▸ **Goal**
From the terrarium build thread, extract word for word the stretch from "Thanks to everyone" through "to ask about.".

── Article

Thanks to everyone who helped me with advice on this project, you know who you are. And thanks to anyone who was able to read this entire (read: overly lengthly) post. Lat me know what you think.

-mark


----------



## tzen

Nice work. 
The problem with good, long and descriptive build journals is that they don't leave much to ask about.  

Re cutting wood with a hacksaw: the tool you want is a thin-kerf pull saw, like this: https://www.hardwareworld.com/16-12in-Fine-Pull-Saw-pIRUAJ8.aspx

After curing long enough, wouldn't the concrete pH go back to neutral?


----------



## calvinyhob

Looking forward to updates!!!


----------



## topherlove

looks great so far


----------



## jdogfunk99

Great choice of wood, the whole thing looks great. Your analysis of the dirt may be true, but it seems like you're over-analyzing it.


----------



## markbudde

So I was adding humidity to the soil in order to test the ventilation system, and I guess this caused the GS to cure some more (one week after adding it to the tank). It expanded enough to completely block my drainage system, so now I have to take out the dirt and false bottom (which is held in by GS) and cut away the offending foam, and then replace the drainage tubing. I hope I don't have to take the whole back of my tank. :?


----------



## AaronAcker

looks good, and good luck de-assembling your viv :? lol... great hood, let us know if it warps too bad.


----------



## Shady

wow this looks great.. I have the same tank as you so you just gave me a bunch of ideas especially for the lid which is what I've been havin the most trouble with so thanks and cant wait for updates..


----------



## markbudde

Shortly after my last post I tore out my substrate to get at the drain. Here's a pic of the offending blockage.










You can see that the foam got into the false bottom and blocked up the whole back of the false bottom. I had to cut out the false bottom with a pair of wire cutters (which work wonders on egg crate), and then I had to cut through the foam to make a cave and unblock the tube. The whole tube was full of foam, so I had to replace it. After I fixed the blockage, I replaced the egg crate, and since I had cut it out I had to hook it back together with zipties. This seemed to work pretty well. After replacing the false bottom, I re-added the substrate, as you can see here.









The upper left is Dirty Old Man Substrate (Brent Brock's recipe). The upper right is a mix up red mulch, tree fern fiber sphagnum moss. The lower left is Miracle grow Organic potting soil with a little tree fern fiber and mulch mixed in for aeration. I wouldn't use the miracle grow soil again, it seems like it will compact pretty tight and is mostly peat moss. The lower right is the cement based soil described above mixed with mulch and tree fern fiber. In the future I would be interested in the baseball diamond soils mentioned in the ultimate dirt based thread.

I also built a stand for my lights to rest on, it is essentially a hollow box which sits on the top of the terrarium. I don't have any pictures of it, but if anyone is interested, I can post some.

So thats everything pre-planting, pictures of the completed setup next!


----------



## markbudde

So here is the final installment of my terrarium setup. The tank is setup between our computer area and out living area, so three sides are visible. Here are the three whole tank shots, from our living room walking around to the study area.




























I got the 6 orchids from Rob at Littlefrog Farm, and the 10 bromeliads and ficus from Antone at SpringValleyTropicals (both sponsors). The moss I took from the ground in Seattle, we'll see if it lives or dies (Moss covers every square inch of this town).

Here are some closeups of the plants.

Phalaenopsis equestris "W lavender"

────
── Entries provided

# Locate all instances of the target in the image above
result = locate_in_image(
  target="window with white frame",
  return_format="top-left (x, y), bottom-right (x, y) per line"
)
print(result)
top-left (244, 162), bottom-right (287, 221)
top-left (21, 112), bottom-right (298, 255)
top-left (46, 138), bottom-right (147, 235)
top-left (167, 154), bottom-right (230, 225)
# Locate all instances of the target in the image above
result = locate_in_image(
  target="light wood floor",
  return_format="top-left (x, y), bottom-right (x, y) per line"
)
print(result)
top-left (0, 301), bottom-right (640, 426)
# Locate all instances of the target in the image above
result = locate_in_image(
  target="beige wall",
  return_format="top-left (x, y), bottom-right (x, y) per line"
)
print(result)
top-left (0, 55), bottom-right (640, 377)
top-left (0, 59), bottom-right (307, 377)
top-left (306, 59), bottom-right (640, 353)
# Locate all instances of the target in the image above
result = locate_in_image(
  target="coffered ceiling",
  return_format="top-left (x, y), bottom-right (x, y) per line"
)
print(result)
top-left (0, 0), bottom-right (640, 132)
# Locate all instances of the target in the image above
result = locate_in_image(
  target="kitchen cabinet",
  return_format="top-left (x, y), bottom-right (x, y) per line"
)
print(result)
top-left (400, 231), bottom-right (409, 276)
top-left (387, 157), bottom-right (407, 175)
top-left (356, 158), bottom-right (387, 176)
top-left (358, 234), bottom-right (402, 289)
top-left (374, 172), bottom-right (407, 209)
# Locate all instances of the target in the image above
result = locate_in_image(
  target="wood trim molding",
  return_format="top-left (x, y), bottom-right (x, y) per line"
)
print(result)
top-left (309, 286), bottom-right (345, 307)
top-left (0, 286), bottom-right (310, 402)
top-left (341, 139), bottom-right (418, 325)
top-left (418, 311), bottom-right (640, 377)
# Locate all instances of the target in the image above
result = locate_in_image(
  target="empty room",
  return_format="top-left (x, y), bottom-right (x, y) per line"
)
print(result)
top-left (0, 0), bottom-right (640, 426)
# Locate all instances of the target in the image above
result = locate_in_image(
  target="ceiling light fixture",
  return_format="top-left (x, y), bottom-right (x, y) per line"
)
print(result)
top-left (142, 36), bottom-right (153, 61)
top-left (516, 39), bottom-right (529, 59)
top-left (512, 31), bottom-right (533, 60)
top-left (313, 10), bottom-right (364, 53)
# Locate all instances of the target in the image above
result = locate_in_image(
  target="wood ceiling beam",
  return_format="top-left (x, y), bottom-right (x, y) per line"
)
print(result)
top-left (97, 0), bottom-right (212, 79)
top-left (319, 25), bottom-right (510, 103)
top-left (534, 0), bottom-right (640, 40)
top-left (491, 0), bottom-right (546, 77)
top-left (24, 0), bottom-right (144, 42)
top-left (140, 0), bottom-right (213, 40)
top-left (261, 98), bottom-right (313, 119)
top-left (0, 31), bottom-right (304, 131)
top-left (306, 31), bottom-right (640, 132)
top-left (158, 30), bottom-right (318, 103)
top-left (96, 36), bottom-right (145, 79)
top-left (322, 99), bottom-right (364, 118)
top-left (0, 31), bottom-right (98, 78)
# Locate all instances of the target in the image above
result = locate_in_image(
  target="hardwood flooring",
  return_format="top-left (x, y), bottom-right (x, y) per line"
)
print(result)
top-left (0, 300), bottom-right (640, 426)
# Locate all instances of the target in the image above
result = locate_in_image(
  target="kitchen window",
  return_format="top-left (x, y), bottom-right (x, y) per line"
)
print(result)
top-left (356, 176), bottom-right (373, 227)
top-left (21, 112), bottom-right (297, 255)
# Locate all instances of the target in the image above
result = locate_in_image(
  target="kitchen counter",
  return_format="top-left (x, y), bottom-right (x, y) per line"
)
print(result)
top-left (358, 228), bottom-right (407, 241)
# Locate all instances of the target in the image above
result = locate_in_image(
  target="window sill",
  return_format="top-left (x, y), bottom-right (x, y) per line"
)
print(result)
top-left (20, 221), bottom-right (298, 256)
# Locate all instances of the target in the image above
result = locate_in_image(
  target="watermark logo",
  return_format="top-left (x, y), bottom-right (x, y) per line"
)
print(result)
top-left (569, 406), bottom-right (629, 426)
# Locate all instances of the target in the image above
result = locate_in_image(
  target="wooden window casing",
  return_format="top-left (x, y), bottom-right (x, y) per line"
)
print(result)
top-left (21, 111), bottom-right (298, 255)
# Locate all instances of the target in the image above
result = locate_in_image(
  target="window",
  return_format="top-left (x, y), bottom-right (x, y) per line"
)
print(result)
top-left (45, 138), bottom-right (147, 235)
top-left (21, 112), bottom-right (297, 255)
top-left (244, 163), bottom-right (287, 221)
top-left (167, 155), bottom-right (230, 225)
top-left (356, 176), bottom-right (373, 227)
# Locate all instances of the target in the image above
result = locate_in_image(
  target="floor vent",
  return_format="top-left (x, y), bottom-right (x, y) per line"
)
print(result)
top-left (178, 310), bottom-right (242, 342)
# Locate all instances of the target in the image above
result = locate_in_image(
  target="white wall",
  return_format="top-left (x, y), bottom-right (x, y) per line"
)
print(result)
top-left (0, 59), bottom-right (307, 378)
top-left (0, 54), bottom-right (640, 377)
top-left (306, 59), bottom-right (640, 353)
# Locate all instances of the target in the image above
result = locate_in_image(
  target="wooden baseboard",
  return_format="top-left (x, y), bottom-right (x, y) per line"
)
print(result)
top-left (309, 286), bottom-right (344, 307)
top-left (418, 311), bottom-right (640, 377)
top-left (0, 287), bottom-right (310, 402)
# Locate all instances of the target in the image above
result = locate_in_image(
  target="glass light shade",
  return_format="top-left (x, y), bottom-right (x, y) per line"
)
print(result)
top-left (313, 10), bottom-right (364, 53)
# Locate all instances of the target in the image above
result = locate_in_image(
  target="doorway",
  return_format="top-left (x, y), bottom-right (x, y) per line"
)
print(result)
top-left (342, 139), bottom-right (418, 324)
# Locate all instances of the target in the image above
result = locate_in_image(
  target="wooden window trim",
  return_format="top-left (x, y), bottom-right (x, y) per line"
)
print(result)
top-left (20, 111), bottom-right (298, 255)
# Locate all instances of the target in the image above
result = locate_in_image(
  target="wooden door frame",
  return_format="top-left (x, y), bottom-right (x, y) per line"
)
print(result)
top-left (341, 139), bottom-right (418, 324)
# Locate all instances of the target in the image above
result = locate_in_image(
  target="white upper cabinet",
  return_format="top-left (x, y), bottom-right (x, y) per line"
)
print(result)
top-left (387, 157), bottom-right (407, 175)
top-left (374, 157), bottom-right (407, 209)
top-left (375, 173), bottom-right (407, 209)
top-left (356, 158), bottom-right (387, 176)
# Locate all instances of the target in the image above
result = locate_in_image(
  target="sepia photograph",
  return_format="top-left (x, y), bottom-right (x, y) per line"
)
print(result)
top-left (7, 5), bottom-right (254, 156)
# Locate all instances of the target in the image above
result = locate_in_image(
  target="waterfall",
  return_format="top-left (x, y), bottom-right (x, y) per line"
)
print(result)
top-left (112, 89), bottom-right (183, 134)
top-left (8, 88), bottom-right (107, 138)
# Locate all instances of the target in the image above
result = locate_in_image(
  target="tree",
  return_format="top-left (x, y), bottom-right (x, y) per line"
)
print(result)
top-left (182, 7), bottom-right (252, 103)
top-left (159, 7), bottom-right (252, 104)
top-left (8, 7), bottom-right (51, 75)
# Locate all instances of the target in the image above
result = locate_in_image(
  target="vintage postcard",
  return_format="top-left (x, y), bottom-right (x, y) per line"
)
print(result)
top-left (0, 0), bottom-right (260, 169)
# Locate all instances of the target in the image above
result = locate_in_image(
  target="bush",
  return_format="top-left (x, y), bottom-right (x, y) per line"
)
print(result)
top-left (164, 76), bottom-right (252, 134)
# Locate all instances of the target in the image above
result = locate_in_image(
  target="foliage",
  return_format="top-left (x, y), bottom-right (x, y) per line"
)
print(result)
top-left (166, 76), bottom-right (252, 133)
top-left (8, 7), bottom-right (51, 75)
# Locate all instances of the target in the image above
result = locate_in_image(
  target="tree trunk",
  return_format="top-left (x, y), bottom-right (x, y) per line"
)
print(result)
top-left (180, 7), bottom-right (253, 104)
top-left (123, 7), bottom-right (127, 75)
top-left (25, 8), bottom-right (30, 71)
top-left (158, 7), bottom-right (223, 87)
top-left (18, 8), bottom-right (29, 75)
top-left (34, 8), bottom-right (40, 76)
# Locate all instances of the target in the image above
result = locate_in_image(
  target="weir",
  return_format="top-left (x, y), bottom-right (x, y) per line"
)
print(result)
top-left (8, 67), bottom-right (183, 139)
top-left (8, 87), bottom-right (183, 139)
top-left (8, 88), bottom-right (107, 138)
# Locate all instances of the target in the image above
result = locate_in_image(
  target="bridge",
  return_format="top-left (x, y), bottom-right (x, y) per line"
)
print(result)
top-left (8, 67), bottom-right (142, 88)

────
── Entries provided

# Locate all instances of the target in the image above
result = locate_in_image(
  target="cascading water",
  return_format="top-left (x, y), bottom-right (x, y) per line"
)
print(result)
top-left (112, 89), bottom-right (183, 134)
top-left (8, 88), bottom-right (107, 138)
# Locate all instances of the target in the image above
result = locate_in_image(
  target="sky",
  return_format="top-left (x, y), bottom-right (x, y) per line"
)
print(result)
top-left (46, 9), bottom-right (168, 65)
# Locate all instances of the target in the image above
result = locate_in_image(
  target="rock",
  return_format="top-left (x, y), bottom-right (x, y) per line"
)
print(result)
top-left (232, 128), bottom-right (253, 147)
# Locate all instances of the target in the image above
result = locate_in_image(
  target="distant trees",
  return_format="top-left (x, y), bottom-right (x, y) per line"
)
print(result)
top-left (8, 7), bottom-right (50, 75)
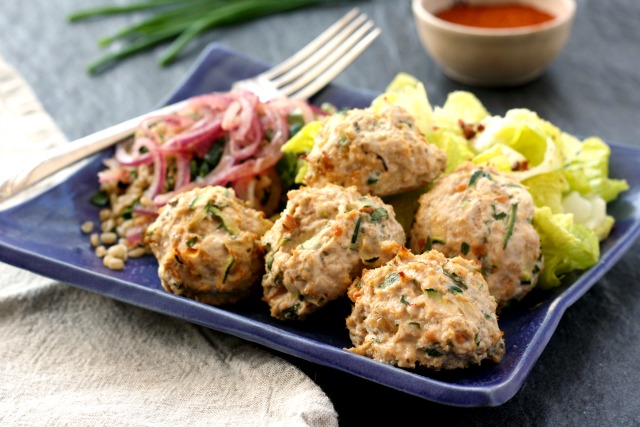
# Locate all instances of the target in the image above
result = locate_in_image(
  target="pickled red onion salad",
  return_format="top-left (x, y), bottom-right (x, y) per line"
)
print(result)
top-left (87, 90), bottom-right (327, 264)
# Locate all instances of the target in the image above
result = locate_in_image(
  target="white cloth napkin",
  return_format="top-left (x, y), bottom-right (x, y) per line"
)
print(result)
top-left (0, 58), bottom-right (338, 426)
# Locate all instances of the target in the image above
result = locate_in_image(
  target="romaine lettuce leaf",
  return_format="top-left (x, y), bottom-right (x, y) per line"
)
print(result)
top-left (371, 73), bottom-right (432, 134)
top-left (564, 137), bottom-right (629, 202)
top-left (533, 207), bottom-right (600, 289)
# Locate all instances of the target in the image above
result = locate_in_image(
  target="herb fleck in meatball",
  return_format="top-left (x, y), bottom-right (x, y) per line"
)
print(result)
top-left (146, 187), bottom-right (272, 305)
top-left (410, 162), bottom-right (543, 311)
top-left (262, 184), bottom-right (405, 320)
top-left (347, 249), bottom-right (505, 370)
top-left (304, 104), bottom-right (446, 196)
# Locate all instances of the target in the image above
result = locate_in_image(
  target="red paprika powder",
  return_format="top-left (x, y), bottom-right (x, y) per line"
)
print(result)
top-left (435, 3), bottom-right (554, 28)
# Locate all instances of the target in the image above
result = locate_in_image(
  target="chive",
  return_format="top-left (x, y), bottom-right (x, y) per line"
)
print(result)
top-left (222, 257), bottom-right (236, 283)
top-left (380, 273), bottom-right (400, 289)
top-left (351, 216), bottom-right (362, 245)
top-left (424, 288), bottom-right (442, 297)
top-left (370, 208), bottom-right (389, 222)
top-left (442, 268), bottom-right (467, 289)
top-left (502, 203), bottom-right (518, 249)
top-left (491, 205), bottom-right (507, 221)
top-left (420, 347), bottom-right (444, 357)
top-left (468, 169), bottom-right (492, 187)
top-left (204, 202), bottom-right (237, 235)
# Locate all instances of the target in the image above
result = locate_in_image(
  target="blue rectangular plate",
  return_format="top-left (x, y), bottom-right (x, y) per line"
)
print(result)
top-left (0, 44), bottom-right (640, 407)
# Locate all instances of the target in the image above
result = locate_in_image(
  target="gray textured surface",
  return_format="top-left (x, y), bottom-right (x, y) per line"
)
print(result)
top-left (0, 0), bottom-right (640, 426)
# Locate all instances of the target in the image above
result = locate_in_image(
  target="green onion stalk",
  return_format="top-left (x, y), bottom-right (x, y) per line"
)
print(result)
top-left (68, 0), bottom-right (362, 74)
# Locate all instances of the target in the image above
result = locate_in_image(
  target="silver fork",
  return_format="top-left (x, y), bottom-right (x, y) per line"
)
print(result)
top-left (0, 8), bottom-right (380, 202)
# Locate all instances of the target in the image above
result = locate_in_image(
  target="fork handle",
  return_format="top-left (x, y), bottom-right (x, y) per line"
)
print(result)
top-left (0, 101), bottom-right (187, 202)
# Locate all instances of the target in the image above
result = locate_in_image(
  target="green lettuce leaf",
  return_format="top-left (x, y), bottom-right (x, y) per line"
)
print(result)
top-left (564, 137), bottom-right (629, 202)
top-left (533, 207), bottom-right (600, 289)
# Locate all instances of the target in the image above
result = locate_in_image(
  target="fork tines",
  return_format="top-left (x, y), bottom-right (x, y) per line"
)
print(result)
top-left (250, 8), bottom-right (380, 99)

────

▸ **Result for this exercise**
Thanks to everyone who helped me with advice on this project, you know who you are. And thanks to anyone who was able to read this entire (read: overly lengthly) post. Lat me know what you think.

-mark


----------



## tzen

Nice work. 
The problem with good, long and descriptive build journals is that they don't leave much to ask about.